* [Record list]
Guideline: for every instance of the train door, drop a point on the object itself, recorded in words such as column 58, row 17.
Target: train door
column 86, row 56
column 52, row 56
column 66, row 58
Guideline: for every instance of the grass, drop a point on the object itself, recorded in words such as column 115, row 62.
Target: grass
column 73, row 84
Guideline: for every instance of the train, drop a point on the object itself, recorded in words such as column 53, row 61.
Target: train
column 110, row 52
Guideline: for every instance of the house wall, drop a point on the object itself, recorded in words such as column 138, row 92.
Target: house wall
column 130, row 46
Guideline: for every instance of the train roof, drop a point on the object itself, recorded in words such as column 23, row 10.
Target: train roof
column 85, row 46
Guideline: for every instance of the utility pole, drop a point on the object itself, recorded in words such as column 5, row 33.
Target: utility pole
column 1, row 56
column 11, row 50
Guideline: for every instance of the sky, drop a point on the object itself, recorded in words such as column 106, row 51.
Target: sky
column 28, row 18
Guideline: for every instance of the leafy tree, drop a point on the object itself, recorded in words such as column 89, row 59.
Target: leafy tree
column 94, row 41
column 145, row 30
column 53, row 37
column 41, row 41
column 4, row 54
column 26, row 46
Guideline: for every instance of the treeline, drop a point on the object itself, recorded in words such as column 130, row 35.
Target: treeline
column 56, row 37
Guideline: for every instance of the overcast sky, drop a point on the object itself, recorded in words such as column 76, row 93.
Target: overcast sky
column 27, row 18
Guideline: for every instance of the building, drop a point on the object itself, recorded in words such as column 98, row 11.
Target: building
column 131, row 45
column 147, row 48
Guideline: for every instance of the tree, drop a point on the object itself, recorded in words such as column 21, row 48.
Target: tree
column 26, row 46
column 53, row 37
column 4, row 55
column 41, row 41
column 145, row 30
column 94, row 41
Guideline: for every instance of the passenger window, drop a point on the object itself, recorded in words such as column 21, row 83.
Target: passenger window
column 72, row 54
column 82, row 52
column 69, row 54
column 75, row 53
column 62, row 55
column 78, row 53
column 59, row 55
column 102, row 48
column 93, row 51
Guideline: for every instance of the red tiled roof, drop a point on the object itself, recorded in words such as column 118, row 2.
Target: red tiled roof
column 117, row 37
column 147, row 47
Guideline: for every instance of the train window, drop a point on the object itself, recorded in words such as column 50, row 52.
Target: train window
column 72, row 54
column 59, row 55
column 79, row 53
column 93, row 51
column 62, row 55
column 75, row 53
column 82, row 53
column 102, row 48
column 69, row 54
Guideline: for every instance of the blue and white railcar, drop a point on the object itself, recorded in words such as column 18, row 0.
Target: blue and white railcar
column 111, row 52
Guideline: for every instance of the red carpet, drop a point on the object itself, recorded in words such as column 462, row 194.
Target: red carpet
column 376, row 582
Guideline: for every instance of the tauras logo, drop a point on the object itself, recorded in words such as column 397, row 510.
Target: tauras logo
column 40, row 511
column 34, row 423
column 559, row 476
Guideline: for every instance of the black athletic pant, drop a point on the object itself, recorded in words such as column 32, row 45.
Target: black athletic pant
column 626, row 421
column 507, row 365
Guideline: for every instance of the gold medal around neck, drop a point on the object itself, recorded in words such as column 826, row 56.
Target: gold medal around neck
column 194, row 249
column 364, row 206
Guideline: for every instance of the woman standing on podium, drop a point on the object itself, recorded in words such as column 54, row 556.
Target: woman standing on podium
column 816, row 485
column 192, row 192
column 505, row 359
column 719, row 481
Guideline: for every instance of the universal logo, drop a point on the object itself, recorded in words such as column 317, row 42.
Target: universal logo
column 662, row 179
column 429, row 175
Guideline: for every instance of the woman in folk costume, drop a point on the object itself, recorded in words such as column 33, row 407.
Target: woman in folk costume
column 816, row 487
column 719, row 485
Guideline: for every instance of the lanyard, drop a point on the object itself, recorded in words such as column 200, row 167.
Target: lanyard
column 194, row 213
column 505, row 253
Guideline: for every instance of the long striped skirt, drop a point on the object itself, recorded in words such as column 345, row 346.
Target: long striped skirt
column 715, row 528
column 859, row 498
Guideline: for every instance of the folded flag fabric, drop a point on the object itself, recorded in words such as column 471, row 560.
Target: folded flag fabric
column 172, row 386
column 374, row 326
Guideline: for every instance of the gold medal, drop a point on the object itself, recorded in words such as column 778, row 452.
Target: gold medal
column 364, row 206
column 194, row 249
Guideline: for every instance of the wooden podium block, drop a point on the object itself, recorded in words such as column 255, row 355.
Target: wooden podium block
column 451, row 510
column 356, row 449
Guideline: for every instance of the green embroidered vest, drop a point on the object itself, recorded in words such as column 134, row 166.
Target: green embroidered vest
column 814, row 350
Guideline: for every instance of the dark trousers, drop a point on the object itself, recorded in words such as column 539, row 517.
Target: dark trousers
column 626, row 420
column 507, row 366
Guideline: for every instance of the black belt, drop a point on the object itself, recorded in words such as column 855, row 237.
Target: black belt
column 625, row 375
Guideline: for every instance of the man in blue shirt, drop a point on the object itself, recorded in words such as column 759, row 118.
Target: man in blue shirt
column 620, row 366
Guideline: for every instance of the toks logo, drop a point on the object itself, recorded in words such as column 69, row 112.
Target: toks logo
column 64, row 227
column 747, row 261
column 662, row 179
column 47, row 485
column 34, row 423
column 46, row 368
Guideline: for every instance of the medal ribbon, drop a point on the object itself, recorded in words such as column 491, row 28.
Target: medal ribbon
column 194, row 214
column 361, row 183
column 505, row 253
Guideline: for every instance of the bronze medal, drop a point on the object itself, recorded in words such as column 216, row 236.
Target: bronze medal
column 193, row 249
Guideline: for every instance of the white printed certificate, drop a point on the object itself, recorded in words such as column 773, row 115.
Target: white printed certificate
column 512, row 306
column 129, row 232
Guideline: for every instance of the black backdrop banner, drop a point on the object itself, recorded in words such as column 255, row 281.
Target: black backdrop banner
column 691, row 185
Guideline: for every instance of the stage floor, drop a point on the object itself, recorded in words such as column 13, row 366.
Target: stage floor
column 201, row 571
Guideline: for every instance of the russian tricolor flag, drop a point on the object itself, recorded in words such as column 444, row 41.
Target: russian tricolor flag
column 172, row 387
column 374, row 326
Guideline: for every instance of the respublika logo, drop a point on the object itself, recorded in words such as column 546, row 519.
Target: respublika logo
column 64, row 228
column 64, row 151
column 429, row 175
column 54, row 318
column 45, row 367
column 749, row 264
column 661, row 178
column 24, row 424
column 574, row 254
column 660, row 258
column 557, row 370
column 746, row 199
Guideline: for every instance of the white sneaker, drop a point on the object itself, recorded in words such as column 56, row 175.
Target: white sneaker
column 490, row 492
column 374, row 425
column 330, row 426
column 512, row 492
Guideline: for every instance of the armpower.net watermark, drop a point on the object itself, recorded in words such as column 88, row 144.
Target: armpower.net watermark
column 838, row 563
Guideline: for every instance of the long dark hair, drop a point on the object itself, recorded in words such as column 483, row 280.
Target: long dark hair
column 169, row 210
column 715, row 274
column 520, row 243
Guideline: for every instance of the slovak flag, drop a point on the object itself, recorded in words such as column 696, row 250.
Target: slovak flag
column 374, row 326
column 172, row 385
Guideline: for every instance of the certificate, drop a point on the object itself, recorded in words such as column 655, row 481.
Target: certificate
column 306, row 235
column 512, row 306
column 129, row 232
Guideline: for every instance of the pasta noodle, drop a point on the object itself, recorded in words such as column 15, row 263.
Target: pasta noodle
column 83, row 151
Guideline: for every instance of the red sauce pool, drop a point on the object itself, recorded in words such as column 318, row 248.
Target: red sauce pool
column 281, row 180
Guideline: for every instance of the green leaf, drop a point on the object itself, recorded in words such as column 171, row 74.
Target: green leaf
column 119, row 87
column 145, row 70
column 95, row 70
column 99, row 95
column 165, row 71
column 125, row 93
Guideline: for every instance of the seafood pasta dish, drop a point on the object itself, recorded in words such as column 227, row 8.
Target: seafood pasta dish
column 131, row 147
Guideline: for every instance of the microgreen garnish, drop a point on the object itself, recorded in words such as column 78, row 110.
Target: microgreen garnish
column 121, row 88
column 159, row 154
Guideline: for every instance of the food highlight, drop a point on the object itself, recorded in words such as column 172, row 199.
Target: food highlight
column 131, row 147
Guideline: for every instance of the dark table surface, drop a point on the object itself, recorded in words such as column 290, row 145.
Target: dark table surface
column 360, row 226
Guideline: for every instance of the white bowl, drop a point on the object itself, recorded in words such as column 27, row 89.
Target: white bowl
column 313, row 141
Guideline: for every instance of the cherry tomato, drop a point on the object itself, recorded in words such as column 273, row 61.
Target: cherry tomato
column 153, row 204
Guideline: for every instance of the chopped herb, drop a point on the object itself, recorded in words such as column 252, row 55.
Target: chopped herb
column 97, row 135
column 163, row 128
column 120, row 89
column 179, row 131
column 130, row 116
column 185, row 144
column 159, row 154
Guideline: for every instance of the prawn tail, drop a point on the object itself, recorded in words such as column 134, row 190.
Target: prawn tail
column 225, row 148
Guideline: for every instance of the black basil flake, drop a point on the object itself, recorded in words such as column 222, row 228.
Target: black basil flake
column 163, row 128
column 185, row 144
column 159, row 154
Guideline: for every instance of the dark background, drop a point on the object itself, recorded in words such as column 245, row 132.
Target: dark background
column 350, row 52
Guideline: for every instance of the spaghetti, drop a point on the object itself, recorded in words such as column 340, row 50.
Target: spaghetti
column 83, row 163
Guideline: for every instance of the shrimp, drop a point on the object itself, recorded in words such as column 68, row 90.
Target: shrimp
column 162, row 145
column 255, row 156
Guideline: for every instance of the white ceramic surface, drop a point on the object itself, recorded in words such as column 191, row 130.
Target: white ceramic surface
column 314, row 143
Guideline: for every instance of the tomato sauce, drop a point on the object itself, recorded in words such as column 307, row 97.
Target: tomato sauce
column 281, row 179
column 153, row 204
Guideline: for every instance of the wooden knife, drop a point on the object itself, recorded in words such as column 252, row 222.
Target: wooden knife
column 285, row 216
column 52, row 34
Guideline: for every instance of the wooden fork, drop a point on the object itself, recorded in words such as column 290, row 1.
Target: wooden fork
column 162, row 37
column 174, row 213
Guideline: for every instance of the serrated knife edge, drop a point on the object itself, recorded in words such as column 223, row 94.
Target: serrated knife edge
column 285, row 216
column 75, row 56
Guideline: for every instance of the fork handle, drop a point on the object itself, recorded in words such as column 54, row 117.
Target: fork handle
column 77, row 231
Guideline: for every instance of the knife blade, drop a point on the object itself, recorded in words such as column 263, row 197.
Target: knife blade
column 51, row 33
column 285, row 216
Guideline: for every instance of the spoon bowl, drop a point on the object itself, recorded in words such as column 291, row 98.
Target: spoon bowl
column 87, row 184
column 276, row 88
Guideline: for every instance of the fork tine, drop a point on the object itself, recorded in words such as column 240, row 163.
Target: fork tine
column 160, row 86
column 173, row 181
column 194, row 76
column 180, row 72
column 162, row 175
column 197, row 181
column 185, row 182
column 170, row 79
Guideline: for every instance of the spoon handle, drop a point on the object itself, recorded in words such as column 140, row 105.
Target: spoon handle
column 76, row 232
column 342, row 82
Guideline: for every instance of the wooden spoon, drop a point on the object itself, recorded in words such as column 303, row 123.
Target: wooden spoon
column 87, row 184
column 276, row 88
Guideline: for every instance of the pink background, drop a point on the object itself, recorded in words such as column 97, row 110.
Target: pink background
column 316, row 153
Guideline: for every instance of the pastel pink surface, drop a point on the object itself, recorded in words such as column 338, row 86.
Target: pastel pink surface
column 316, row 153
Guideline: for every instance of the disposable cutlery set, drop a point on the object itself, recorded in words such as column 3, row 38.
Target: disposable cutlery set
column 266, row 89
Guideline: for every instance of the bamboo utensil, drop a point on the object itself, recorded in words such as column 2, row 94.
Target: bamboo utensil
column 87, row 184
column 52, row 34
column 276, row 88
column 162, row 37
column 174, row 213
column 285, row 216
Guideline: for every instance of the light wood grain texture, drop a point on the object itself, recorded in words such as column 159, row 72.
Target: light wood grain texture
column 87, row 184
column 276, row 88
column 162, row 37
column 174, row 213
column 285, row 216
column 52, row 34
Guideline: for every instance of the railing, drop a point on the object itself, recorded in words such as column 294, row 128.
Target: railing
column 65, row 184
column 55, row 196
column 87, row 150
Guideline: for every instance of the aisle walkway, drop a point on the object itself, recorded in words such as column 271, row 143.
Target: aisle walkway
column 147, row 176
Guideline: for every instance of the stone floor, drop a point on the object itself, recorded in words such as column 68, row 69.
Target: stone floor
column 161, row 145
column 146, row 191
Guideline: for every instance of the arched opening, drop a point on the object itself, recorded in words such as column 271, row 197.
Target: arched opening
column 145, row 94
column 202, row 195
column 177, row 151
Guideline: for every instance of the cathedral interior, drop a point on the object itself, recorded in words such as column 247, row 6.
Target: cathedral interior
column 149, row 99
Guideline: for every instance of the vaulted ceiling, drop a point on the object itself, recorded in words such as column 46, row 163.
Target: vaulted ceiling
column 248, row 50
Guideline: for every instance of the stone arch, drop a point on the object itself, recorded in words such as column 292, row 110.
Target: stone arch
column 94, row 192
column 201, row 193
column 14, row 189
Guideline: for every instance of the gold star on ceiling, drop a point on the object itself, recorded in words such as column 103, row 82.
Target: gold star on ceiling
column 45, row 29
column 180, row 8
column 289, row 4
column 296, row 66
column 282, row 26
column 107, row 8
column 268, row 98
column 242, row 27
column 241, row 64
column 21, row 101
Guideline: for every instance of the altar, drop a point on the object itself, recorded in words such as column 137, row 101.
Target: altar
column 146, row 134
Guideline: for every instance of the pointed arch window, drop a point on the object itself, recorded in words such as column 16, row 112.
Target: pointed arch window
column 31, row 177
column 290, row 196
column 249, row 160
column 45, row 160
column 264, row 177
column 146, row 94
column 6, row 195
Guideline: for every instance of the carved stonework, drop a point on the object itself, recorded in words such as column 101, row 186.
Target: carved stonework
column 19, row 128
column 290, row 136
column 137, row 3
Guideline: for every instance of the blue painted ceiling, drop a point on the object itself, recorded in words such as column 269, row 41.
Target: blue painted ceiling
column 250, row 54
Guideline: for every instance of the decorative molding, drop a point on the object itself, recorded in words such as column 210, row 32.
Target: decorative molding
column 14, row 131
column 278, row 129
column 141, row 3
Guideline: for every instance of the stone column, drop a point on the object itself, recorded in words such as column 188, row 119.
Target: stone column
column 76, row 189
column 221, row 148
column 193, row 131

* [Short exercise]
Quote only the lines from the line containing "Guideline: for every instance of the blue painted" through the end of the listing, please, keeping both the first and the last line.

* [Answer for this exercise]
Guideline: for every instance of the blue painted ceiling, drop a point on the object itself, recorded in words such as column 269, row 41.
Target: blue painted ceiling
column 250, row 54
Guideline: for every instance of the decorative molding, drop a point on the object itself, recorded in words such as column 210, row 32.
Target: decorative molding
column 14, row 131
column 278, row 129
column 141, row 3
Guideline: for every instance of the stone column, drop a point on the object itself, recorded in words such as column 188, row 119.
Target: stone column
column 76, row 189
column 221, row 148
column 193, row 131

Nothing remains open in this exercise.